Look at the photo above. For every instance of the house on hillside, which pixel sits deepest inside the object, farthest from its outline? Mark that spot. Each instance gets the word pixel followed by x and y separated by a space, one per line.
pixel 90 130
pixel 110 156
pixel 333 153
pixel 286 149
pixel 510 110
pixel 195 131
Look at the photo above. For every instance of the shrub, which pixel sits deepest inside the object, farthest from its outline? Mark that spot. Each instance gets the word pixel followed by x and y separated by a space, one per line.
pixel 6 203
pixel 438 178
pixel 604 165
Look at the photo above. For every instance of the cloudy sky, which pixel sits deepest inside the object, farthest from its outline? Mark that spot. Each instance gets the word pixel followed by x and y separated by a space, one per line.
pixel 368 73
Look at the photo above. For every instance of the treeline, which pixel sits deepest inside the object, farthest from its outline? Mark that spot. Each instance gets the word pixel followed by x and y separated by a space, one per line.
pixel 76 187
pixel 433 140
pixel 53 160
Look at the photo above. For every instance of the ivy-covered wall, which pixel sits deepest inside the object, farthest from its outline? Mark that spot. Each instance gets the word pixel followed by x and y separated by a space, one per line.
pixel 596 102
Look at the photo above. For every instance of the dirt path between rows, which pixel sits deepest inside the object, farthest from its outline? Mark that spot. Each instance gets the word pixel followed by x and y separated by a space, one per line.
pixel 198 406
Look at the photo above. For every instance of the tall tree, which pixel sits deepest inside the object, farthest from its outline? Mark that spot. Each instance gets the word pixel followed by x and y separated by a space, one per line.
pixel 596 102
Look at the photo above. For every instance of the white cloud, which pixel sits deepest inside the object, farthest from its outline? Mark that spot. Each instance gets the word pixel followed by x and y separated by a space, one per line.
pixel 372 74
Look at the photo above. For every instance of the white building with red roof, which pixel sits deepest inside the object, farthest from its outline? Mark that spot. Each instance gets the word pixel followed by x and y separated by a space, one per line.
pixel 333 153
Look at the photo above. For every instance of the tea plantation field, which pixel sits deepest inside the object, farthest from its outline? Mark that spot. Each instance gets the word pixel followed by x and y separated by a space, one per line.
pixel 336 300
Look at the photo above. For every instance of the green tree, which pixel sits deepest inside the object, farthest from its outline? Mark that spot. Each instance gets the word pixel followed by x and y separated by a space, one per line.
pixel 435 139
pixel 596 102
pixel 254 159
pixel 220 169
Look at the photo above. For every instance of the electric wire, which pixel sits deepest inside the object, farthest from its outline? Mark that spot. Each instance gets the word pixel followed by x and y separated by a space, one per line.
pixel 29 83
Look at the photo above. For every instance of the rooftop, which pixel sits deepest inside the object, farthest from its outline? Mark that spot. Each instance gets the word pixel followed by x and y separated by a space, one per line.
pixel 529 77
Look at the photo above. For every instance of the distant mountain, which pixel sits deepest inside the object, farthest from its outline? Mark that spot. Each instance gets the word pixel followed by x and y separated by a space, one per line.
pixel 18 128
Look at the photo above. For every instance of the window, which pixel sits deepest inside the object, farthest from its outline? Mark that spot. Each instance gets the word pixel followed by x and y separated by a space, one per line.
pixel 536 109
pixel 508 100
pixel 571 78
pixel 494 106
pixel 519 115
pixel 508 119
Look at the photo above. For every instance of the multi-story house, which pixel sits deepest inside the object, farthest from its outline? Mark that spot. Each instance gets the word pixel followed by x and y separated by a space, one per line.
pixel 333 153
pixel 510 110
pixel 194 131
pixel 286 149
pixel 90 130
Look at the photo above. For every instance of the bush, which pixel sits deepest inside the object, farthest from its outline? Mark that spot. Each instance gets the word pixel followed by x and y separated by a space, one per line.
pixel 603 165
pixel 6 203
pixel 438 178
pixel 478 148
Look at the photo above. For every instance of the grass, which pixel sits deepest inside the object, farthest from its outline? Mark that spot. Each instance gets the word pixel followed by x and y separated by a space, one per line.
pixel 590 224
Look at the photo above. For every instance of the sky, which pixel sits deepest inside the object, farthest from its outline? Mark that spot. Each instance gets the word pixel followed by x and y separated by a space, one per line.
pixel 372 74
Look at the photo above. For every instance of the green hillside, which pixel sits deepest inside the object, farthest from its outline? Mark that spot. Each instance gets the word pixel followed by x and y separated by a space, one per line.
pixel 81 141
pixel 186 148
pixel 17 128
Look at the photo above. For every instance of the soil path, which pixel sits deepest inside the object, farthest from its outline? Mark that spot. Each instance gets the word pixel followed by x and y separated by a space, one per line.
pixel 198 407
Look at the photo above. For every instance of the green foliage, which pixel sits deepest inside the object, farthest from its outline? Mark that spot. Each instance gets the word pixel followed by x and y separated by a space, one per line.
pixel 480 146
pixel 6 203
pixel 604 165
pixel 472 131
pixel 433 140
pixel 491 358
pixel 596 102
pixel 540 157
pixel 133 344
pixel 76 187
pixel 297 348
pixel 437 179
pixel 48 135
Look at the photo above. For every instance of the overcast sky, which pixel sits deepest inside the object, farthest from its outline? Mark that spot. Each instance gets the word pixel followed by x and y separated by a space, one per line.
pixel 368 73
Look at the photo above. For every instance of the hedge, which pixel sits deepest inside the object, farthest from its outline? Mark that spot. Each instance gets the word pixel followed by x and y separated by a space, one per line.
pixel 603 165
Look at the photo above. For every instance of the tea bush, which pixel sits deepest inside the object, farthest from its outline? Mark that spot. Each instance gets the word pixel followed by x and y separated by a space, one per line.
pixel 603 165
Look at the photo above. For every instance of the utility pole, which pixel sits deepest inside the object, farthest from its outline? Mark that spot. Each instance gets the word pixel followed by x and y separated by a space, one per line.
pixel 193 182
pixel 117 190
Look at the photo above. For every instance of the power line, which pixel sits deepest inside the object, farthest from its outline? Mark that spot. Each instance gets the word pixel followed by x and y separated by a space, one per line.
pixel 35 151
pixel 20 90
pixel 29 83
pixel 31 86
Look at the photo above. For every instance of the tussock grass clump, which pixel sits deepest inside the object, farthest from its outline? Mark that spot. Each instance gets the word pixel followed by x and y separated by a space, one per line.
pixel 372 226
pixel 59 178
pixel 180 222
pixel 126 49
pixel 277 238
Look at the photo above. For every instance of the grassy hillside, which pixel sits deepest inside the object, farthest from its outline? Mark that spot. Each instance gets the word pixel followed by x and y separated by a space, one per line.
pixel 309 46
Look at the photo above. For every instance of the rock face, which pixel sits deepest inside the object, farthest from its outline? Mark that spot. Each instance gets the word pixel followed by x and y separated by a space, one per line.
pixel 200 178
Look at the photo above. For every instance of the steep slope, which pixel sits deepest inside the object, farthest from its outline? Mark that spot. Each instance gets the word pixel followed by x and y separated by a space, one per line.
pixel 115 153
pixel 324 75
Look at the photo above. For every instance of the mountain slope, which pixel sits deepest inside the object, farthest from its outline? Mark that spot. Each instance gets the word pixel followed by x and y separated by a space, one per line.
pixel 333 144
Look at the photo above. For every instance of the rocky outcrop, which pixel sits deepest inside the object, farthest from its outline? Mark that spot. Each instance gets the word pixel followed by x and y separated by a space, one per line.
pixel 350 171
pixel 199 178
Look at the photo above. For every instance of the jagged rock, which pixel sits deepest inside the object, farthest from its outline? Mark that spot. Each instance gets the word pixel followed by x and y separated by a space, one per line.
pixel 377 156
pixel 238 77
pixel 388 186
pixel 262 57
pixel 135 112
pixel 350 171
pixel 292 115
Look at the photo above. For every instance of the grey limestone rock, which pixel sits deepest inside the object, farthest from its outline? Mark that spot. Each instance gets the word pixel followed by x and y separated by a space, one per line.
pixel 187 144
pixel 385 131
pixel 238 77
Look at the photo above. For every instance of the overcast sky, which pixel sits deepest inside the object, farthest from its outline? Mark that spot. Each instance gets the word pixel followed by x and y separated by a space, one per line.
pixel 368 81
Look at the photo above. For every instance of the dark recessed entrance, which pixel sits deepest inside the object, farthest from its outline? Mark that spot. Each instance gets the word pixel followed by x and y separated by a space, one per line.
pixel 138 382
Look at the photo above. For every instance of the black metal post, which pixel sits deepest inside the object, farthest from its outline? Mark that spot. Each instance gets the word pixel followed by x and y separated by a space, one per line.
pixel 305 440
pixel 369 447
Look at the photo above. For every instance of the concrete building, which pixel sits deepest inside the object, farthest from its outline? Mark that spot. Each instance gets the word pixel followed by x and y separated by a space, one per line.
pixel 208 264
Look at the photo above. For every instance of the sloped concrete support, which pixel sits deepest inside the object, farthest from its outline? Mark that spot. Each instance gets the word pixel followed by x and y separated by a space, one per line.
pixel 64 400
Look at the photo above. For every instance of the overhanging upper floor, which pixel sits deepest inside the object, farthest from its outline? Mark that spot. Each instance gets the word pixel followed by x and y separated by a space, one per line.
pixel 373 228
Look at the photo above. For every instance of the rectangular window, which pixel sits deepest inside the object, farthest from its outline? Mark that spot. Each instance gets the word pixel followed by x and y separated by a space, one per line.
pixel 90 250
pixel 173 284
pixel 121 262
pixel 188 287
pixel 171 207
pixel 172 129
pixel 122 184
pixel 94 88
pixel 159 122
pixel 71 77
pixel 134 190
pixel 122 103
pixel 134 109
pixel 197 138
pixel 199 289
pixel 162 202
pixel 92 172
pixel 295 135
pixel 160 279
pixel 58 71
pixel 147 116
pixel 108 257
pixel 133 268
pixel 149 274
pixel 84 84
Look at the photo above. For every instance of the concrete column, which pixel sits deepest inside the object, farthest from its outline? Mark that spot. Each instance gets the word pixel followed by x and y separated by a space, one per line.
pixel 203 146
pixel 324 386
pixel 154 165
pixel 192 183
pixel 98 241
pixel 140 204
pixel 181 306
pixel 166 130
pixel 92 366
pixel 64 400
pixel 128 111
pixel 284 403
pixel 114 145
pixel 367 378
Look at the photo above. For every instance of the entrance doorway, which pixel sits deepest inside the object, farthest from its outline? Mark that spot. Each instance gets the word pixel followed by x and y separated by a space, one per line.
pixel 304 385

● ● ●

Assigned task = The lines to output run from the one containing "concrete column, which" to the last line of the entries; give them back exactly.

Task result =
Look at the photo above. For every instance of the concrete column, which pixel sits deepest inside the object, farthest from its outline? Mark that spot. Each instance gets the word pixel followed by x and y separated by a space, one per line.
pixel 203 146
pixel 324 386
pixel 154 165
pixel 192 183
pixel 98 241
pixel 140 204
pixel 181 306
pixel 166 130
pixel 92 366
pixel 64 400
pixel 128 111
pixel 284 403
pixel 114 145
pixel 367 378
Look at the photo above. For every instance of the entrance doorway, which pixel sits deepest inside the object, farthest from its outline? Mark that spot. Each instance gets the word pixel followed by x and y separated by a space, one per line.
pixel 304 385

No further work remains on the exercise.